▶ [OBJETIVO]:
Por favor, enumera todas las citas bíblicas que aparecen entre paréntesis en el texto sobre la Ascensión que sigue, escritas con la misma forma en que aparecen allí.
━━━ TEXTO PROPORCIONADO
YO ESTARÉ CON USTEDES 

El fragmento de san Mateo, que es el final de su evangelio, no habla directamente de la Ascensión del Señor. Se trata del relato de una última aparición del Resucitado a sus Apóstoles, el último encuentro del Señor con sus discípulos, a quienes envía a hacer discípulos a todos los pueblos.

Sin embargo, la Ascensión de Jesús es referida explícitamente por las otras dos lecturas proclamadas en esta solemnidad. 

San Lucas, en el inicio del libro de los Hechos,  después de hacer referencia a su evangelio, que finaliza con la sucinta narración de la Ascensión de Jesús al cielo (Lc. 24, 51-52), afirma que Jesús Resucitado dio a los Apóstoles “numerosas pruebas de que estaba vivo”, se les apareció  “durante cuarenta días”, y en su última aparición “se fue elevando a la vista de ellos hasta que una nube lo ocultó a sus ojos” (Hechos 1, 1-11).

¿Cuál es el significado de este número de días que median entre la Resurrección y la Ascensión de Jesús: 40?

Hablando de las tentaciones que sufrió Jesús, escribe el mismo Lucas en su evangelio que Jesús “se dejó llevar por el Espíritu al desierto, donde permaneció cuarenta días, siendo tentado por el Diablo” (Mt. 4, 1-2).

Con esta referencia cronológica de los 40 días, se evocan simbólicamente los 40 años en que el Pueblo de Israel pasó por el desierto, donde sufrió la tentación. En las tentaciones del desierto, Jesús es presentado como un nuevo Moisés, que en un nuevo Éxodo, conforma y conduce hacia Dios al Pueblo de la Nueva Alianza, la Iglesia.

Pero estos 40 días de las tentaciones de Jesús han sido también vistos como un símbolo global de toda la historia de la humanidad. Jesús recorre el drama de toda la historia humana, que asume en sí.[1]  El Pueblo pastoreado por Jesús, nuevo Moisés, es toda la humanidad.

Lo mismo se podría aplicar al número simbólico de los 40 días en que Jesús Resucitado se apareció a su Apóstoles. Toda la historia de la humanidad está allí comprendida. Por ello, Jesús podrá prometerles: “Yo estaré con ustedes todos los días, hasta el fin del mundo” (Mt. 28, 20). Su presencia y asistencia continuará siempre, de un modo semejante, aunque no igual, al tiempo en que, apareciéndoseles durante esos 40 días antes de su Ascensión, les probó que estaba presente y vivo.
━━━━━━
━━━ DATOS
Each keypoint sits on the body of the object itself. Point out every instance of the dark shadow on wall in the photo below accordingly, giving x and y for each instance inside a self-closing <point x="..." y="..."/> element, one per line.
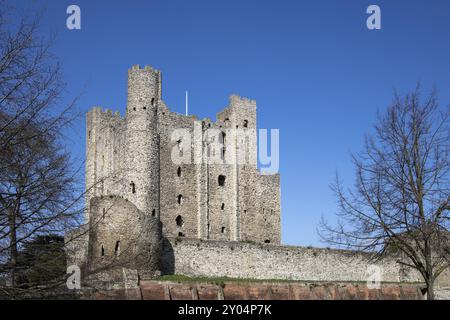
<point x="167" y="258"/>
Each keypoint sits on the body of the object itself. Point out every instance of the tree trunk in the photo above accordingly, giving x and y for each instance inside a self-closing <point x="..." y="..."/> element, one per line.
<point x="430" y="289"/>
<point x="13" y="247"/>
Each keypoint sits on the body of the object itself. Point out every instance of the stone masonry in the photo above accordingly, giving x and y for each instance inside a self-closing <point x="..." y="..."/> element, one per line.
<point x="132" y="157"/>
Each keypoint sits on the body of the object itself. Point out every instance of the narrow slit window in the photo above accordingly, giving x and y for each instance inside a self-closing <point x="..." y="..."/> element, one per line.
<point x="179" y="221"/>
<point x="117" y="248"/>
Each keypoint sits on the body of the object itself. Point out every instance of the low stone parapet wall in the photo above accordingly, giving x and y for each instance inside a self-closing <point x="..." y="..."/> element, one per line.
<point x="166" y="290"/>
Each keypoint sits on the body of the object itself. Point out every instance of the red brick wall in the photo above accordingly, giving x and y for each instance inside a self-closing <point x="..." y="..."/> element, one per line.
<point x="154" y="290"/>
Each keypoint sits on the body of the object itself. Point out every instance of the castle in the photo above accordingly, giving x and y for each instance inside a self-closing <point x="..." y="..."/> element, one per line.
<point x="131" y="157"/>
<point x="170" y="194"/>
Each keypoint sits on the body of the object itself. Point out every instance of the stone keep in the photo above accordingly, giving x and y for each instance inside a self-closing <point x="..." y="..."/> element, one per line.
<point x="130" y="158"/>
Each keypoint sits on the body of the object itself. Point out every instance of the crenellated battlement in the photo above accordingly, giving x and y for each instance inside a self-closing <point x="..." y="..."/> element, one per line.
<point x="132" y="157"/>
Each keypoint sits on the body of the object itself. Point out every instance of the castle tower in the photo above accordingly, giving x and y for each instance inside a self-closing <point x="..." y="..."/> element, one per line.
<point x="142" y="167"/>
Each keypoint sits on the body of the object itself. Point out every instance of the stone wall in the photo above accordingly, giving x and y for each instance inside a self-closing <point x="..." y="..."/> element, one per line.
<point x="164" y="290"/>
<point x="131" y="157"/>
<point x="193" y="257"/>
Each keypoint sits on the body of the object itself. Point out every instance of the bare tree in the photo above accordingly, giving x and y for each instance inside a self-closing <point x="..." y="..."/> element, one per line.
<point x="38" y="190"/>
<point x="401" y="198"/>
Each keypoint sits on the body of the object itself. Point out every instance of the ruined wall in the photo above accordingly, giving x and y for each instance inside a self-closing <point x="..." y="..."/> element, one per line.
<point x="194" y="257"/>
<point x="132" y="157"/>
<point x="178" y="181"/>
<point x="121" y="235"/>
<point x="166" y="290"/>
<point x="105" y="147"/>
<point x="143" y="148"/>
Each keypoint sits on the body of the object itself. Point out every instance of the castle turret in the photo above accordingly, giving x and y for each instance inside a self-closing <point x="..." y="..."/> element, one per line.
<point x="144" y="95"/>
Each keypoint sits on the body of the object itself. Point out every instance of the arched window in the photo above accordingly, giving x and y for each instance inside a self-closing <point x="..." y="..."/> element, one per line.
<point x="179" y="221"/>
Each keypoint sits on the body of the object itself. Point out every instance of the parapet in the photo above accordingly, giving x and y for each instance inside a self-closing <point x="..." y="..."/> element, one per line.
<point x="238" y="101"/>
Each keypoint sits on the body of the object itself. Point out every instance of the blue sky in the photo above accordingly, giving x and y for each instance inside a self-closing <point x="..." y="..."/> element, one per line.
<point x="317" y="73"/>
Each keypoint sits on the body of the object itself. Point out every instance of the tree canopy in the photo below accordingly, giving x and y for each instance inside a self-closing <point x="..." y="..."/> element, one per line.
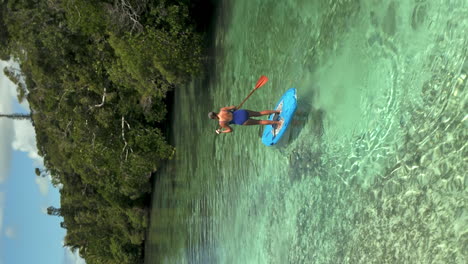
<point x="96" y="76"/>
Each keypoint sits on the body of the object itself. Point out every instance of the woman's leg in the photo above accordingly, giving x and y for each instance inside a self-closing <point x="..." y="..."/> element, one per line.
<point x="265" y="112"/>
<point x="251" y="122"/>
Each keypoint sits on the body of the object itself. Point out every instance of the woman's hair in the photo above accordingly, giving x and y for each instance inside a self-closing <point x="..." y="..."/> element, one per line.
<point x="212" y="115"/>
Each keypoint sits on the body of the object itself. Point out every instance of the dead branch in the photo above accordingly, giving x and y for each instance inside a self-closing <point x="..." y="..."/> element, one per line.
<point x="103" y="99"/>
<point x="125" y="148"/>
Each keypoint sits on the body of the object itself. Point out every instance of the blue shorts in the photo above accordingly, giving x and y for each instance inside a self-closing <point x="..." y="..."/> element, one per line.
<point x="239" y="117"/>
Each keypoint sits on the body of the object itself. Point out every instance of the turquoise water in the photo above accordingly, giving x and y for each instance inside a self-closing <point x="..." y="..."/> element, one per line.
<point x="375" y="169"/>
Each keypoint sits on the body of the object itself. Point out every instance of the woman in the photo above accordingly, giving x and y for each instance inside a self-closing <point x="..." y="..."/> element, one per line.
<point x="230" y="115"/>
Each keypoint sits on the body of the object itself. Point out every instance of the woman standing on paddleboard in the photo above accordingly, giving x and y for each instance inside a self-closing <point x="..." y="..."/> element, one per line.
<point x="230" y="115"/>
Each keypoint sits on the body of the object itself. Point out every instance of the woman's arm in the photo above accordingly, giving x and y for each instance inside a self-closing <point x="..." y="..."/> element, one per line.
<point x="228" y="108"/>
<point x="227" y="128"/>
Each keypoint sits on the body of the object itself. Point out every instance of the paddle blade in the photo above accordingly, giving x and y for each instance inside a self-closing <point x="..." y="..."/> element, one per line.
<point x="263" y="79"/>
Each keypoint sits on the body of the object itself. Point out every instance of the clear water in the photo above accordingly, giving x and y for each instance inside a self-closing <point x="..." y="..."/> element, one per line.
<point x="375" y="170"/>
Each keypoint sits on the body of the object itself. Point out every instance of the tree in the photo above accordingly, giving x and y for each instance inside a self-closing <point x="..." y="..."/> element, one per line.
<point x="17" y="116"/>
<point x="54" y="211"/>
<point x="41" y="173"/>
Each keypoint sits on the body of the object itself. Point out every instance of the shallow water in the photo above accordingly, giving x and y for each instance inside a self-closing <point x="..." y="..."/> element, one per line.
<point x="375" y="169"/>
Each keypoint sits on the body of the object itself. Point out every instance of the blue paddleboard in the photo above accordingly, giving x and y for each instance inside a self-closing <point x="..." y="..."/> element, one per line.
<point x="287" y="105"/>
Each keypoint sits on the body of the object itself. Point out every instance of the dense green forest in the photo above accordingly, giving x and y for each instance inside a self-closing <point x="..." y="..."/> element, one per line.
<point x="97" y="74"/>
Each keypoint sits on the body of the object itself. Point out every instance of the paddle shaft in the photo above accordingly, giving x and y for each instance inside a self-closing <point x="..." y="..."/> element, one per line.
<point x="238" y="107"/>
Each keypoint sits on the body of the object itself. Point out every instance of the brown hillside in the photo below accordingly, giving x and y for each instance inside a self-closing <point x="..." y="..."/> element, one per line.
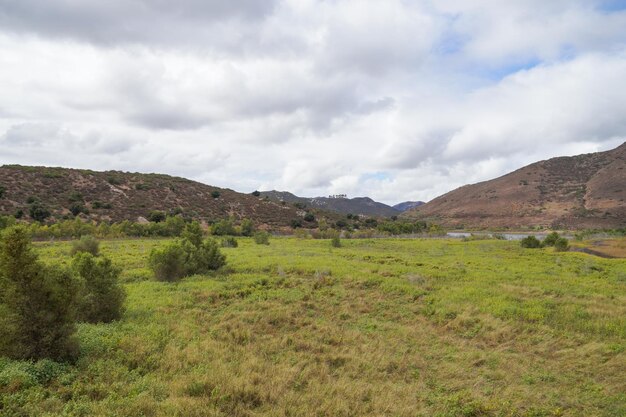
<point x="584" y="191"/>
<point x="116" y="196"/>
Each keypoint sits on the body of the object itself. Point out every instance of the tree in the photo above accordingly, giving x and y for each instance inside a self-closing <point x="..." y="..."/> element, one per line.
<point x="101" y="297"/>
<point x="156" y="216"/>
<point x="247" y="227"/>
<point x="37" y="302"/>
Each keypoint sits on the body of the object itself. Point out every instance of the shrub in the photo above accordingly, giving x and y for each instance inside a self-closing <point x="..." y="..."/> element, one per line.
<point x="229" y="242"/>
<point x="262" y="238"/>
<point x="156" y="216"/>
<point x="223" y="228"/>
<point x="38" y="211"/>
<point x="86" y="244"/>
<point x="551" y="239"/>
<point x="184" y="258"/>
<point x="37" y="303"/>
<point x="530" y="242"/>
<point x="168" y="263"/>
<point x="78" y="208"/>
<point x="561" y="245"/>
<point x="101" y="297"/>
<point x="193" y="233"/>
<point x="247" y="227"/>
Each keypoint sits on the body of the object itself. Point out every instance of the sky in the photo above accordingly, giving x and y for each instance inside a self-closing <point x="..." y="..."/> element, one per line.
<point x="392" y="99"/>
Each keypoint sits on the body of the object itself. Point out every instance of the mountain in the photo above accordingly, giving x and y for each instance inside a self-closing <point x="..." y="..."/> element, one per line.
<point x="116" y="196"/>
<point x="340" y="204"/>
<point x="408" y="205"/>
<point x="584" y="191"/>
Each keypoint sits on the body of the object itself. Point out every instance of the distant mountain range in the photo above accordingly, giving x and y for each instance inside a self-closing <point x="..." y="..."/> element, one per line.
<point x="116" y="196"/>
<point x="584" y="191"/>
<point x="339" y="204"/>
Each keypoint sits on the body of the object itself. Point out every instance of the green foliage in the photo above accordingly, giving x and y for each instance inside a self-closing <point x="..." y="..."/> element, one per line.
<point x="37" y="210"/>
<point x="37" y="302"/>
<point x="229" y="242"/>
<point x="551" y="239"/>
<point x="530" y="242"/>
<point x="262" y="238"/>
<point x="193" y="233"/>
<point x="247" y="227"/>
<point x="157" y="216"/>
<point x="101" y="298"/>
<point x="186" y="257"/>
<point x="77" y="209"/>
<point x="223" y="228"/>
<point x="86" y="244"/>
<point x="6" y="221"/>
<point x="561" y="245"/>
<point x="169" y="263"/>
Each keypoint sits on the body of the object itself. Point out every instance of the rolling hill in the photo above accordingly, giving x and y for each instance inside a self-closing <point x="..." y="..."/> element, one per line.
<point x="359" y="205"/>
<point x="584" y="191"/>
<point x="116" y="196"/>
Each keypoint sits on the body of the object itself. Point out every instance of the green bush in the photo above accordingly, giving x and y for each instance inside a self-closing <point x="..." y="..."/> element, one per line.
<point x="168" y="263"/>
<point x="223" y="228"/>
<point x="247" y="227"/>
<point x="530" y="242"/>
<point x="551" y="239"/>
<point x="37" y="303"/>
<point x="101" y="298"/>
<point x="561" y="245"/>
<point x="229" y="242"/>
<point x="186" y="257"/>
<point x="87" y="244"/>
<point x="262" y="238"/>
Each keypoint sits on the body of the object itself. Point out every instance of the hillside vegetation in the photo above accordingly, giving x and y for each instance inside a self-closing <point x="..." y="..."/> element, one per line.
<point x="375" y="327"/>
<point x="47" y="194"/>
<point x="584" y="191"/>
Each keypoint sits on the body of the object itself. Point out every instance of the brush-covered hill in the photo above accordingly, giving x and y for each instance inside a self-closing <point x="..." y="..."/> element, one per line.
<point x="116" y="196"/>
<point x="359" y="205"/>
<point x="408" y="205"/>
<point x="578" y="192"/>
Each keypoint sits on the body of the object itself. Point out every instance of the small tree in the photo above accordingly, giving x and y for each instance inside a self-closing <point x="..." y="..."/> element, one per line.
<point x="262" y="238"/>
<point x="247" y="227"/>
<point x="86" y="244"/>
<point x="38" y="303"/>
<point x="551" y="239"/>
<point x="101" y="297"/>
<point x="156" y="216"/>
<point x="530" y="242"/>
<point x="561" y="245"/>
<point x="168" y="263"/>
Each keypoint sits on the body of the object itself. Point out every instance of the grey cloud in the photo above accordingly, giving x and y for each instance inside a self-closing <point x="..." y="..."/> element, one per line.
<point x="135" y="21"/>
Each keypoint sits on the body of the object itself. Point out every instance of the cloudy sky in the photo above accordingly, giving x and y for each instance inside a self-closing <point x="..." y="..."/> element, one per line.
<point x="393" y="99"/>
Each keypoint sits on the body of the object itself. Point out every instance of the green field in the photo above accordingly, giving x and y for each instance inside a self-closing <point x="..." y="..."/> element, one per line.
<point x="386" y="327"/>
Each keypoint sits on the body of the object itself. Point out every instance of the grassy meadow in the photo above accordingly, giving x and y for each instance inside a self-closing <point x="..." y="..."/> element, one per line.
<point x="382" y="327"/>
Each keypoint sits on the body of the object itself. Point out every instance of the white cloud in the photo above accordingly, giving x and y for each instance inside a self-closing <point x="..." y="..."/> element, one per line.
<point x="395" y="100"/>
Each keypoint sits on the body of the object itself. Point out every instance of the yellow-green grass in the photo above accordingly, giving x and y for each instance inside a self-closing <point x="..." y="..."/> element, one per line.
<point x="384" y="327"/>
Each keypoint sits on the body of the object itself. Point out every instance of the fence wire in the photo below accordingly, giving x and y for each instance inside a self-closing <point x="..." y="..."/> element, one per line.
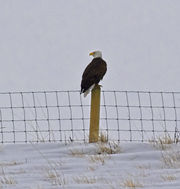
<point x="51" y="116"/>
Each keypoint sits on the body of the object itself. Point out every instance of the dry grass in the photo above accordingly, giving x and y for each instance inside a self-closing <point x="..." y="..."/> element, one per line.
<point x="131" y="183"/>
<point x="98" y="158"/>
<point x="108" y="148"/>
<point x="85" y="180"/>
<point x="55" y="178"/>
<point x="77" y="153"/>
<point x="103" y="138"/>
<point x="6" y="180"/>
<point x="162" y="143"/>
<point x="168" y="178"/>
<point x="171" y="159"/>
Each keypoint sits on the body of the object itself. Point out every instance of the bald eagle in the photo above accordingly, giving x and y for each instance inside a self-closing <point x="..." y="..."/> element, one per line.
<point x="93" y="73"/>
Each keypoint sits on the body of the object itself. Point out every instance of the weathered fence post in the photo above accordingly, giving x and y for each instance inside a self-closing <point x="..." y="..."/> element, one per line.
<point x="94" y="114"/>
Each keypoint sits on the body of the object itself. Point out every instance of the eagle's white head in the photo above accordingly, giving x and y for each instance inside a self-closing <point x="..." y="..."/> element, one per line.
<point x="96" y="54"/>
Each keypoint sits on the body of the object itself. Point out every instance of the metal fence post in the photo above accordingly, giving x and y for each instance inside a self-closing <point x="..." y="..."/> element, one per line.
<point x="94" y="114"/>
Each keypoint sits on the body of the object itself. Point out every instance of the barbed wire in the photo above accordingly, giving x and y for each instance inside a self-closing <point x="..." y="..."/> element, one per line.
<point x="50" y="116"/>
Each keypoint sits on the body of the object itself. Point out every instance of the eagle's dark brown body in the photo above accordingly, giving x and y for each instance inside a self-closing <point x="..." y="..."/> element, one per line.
━━━━━━
▶ [RESPUESTA COMPLETA]:
- Lc. 24, 51-52
- Hechos 1, 1-11
- Mt. 4, 1-2
- Mt. 28, 20